Exercise requirements:
Reproduce each of the following records verbatim.

Entries shown:
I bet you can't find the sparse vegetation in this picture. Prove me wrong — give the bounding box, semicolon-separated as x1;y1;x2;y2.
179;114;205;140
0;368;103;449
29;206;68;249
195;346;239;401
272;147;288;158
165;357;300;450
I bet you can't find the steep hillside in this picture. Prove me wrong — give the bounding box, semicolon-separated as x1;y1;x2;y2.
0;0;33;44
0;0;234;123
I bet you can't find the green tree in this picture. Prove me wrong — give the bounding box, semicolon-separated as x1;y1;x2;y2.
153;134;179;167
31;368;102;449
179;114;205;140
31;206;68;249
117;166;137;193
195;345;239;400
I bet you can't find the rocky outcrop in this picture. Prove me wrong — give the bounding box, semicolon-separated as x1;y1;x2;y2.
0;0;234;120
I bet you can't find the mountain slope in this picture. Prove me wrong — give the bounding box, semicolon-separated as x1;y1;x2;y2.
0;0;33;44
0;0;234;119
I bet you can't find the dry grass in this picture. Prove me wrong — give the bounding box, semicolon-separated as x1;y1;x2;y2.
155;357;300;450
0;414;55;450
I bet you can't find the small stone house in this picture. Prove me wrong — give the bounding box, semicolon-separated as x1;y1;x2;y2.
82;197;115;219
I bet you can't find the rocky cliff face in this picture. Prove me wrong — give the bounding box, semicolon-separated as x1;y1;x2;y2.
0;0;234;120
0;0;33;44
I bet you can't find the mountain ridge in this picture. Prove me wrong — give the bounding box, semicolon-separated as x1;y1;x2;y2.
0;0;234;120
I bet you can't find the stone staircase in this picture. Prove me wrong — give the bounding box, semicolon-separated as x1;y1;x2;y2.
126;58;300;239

Response below:
I bet you can't find the sparse vegetation in this picture. Prove me wrong — give the bounding box, semicolon-separated as x1;y1;x2;y2.
179;114;205;140
0;368;103;449
29;206;68;249
195;346;239;401
272;147;288;158
165;357;300;450
I bet you can't find the steep hillside in this picture. Prove me wrong — give the bounding box, semicolon-separated as x1;y1;x2;y2.
0;0;33;44
0;0;234;123
I bet you can't find the green tree in this picture. Prove me wrong — give the bounding box, semicolon-separated as x1;y1;x2;y2.
153;134;179;167
31;368;102;449
179;114;205;140
31;206;68;249
117;166;137;193
195;345;239;400
I bet you can't find the rocky outcrop in this picture. Prove me wrong — give the bounding box, semicolon-separated as x1;y1;x2;y2.
0;0;234;120
I bet you can't find the mountain slope in this picture. Prove me wrong — give the bounding box, semicolon-separated as x1;y1;x2;y2.
0;0;33;44
0;0;234;119
I bet you can't find the dry grass in this picture. Prove me wrong — give the bounding box, semicolon-separated as x1;y1;x2;y2.
155;357;300;450
0;414;55;450
I bet you can't find the small stone house in this picture. Prove me wrong — give the bounding box, semicolon-separated as x1;y1;x2;y2.
82;197;115;219
I bet you can't find the rocky cliff face in this picture. Prove me wrong — give the bounding box, semicolon-separated as x1;y1;x2;y2.
0;0;234;120
0;0;33;44
I bet you can't find the mountain ridge in this picture. Prove me wrong — give the bounding box, semicolon-separated as x1;y1;x2;y2.
0;0;234;120
I bet you can't find the stone staircase in this picture. Prove me wrong — give the bounding box, semicolon-separated as x1;y1;x2;y2.
126;58;300;239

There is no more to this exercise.